TASK BRIEF.
Pick out every line in the records that contains the string "shoulder", and copy each one.

SUPPLIED DATA.
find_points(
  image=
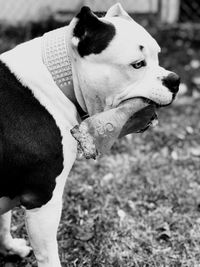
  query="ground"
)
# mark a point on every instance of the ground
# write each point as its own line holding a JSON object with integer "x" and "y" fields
{"x": 139, "y": 205}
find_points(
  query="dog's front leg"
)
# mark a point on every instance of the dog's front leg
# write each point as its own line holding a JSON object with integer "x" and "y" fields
{"x": 8, "y": 244}
{"x": 42, "y": 225}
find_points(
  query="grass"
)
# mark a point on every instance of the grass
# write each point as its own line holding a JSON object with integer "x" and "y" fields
{"x": 139, "y": 205}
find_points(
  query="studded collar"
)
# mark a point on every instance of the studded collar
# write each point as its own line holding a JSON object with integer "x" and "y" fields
{"x": 56, "y": 57}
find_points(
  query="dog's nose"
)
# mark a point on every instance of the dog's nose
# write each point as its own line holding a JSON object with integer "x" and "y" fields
{"x": 172, "y": 82}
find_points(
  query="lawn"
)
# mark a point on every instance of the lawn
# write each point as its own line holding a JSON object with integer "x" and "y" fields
{"x": 139, "y": 205}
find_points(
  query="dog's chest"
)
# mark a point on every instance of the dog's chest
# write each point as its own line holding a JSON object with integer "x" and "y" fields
{"x": 36, "y": 132}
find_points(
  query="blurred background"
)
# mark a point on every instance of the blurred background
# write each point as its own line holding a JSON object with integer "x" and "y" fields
{"x": 174, "y": 23}
{"x": 139, "y": 205}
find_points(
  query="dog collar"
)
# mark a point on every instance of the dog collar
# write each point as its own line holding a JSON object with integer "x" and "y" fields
{"x": 56, "y": 57}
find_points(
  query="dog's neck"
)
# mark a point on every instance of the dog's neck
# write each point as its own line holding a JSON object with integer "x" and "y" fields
{"x": 56, "y": 57}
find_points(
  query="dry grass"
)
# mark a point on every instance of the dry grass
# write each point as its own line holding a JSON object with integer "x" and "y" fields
{"x": 139, "y": 205}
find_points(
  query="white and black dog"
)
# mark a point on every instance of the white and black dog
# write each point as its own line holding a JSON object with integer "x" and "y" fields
{"x": 90, "y": 66}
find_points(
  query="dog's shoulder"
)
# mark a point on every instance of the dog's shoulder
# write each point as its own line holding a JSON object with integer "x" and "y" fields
{"x": 31, "y": 143}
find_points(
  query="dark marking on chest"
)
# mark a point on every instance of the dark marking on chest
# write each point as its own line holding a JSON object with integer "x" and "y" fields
{"x": 94, "y": 34}
{"x": 31, "y": 155}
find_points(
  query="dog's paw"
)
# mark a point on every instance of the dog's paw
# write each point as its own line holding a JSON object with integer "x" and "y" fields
{"x": 16, "y": 246}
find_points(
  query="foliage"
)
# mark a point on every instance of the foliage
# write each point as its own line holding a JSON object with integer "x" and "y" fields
{"x": 139, "y": 205}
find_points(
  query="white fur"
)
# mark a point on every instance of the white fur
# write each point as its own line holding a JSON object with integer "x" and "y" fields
{"x": 25, "y": 62}
{"x": 100, "y": 82}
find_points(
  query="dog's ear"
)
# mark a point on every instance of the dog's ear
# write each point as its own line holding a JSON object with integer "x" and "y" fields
{"x": 91, "y": 35}
{"x": 117, "y": 11}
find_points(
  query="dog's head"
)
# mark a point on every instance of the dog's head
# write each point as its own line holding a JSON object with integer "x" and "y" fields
{"x": 115, "y": 59}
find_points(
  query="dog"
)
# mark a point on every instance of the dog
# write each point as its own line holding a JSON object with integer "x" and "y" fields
{"x": 46, "y": 86}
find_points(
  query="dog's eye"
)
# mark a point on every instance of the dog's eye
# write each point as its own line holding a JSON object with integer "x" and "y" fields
{"x": 139, "y": 64}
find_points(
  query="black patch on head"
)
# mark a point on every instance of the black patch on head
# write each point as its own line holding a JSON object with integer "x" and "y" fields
{"x": 94, "y": 35}
{"x": 31, "y": 155}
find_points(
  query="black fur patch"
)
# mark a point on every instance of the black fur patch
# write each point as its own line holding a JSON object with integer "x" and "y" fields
{"x": 31, "y": 155}
{"x": 94, "y": 34}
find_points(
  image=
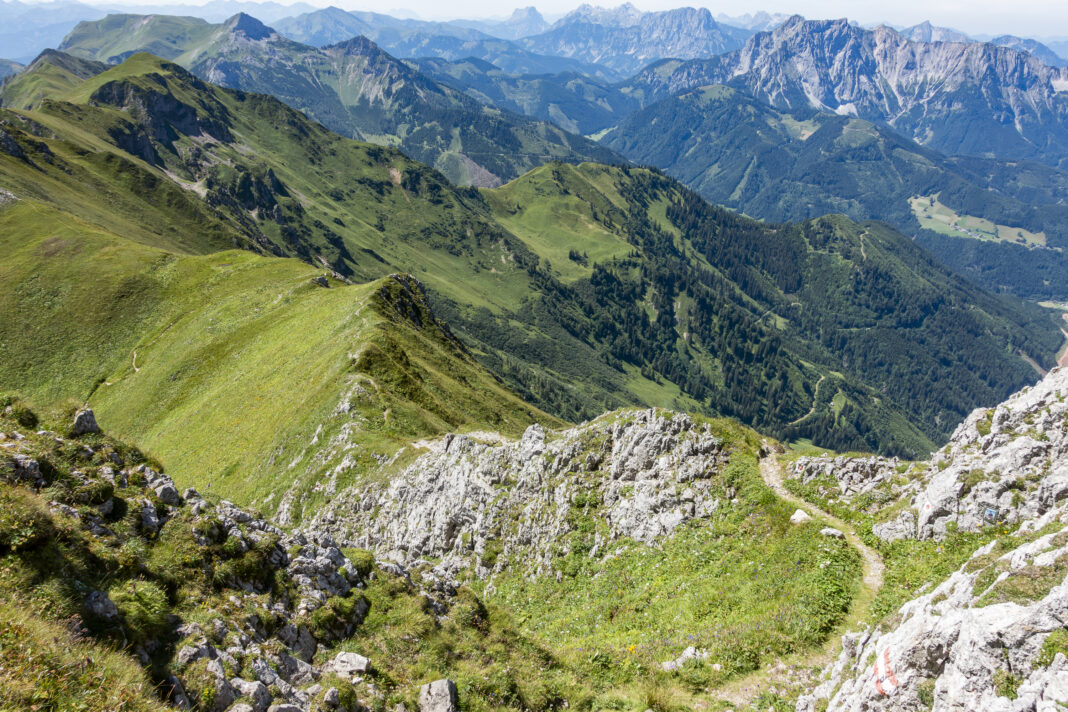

REPLY TO THE TASK.
  query="dog's shoulder"
# mark a point on every instance of the dog's shoulder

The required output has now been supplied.